A: As chair of the Senate Judiciary Committee, I included significant upgrades for border security in the Senate’s budget bill that address the disastrous open border policies of the Biden-Harris administration. During the previous administration, more than 10 million illegal immigrants from countries around the world poured across our nation’s southern border, including violent criminals and potential terrorists. The Department of Justice Office of the Inspector General earlier this month confirmed the Biden-Harris administration failed to properly vet all Afghan evacuees, encountering at least 55 individuals with hits on the terrorist screening database. Last fall, the FBI arrested an Afghan national for plotting a terror attack on U.S. soil after gaining entry on a Special Immigrant Visa (SIV). Following Operation Midnight Hammer on June 22 that struck three of Iran’s nuclear sites, tensions between Iran and the United States underscore the real and present danger of an open border policy. Just consider, of more than 1,500 Iranian nationals who were encountered at the southern border crossing illegally into the U.S. during the previous administration, nearly half were released into the country. The potential for Iranian sleeper cells on the ground here in the United States is a reckless consequence of the Biden-Harris open border policies. The Trump administration is coordinating among federal agencies to address this risk.
As the Senate hammered out the details for the One Big Beautiful Bill Act, I led historic investments in the nation’s immigration system to support law enforcement and give frontline immigration enforcement officials the tools they need to secure the border. Specifically, the legislation would boost funding for immigration agencies; reimburse states who pitched in to protect the U.S. border during the Biden-Harris administration; expand resources for law enforcement officers who put their lives on the line to protect public safety; and bring fiscal accountability into the immigration system by raising fees to offset enforcement costs.
Q: How did open border policies impact the safety of law enforcement personnel?
A: Plain and simple, the foolish border policies under the Biden White House unleashed an unmanageable mess at the southern border. The border crisis overwhelmed law enforcement and immigration officials and empowered dangerous Mexican drug cartels to ramp up their human smuggling and drug trafficking networks. In June, I convened a Senate Judiciary Committee hearing to shed light on law enforcement’s ongoing work to combat cartels and regain a foothold at the border to protect American lives and restore U.S. sovereignty. Officials from the Drug Enforcement Administration, Federal Bureau of Investigation, and Homeland Security Investigations testified about their experiences enforcing the law and investigating crimes at the border, including being surveilled and targeted by the drug cartels. Our bill includes more resources for the Department of Justice to combat the flow of deadly drugs like fentanyl that have devastated too many families.
As a strong supporter of the men and women who serve on the thin blue line, I pushed to boost funding for the Byrne JAG and Community Policing Services (COPS) to support boots-on-the-ground efforts to combat violent crime in local communities. My oversight work has exposed critical gaps in the Bureau of Prisons. After hearing from law enforcement, I worked to boost funding to address staff shortages and capital improvements to upgrade deteriorating detention facilities. The bill also beefs up recruitment and training tools for the U.S. Secret Service in the wake of two assassination attempts against President Trump. The Senate bill responds to the mandate of the last election. The electorate voted for the America First agenda, and that includes reclaiming our sovereignty and rule of law at our borders to keep Americans safe.

#### [SUPPLIED ENTRIES]
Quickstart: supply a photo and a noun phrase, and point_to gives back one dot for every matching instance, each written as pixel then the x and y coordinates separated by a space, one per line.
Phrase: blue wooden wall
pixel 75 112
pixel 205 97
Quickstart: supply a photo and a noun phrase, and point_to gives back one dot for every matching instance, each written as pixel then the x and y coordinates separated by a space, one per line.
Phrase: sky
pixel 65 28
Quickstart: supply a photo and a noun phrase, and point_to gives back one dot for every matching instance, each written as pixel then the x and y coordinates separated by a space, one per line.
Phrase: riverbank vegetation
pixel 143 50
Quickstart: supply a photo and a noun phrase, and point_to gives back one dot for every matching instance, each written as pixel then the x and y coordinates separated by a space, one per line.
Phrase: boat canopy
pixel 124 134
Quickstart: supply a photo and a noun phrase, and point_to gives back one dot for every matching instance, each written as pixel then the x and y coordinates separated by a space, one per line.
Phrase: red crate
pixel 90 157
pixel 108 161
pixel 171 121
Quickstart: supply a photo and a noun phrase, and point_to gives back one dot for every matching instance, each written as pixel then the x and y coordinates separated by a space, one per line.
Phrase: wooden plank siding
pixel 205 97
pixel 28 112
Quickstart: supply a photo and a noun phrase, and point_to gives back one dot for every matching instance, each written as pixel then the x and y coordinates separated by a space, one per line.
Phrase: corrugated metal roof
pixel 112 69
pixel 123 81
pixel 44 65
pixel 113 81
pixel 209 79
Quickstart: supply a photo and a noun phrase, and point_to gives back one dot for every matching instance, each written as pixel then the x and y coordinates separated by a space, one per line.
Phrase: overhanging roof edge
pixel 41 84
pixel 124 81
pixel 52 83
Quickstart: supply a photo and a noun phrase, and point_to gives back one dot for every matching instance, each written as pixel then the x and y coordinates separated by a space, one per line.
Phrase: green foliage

#### [EXPLORE THE MATERIAL]
A. Which agencies' officials testified at the Senate Judiciary Committee hearing described in the border security passage? List all of them.
B. According to the border security passage, on what date did Operation Midnight Hammer take place?
C. Reproduce the part of the border security passage that opens with the words containing "As a strong" and closes with "keep Americans safe.".

#### [ANSWERS BY ITEM]
A.
- Drug Enforcement Administration
- Federal Bureau of Investigation
- Homeland Security Investigations

B. June 22

C.
As a strong supporter of the men and women who serve on the thin blue line, I pushed to boost funding for the Byrne JAG and Community Policing Services (COPS) to support boots-on-the-ground efforts to combat violent crime in local communities. My oversight work has exposed critical gaps in the Bureau of Prisons. After hearing from law enforcement, I worked to boost funding to address staff shortages and capital improvements to upgrade deteriorating detention facilities. The bill also beefs up recruitment and training tools for the U.S. Secret Service in the wake of two assassination attempts against President Trump. The Senate bill responds to the mandate of the last election. The electorate voted for the America First agenda, and that includes reclaiming our sovereignty and rule of law at our borders to keep Americans safe.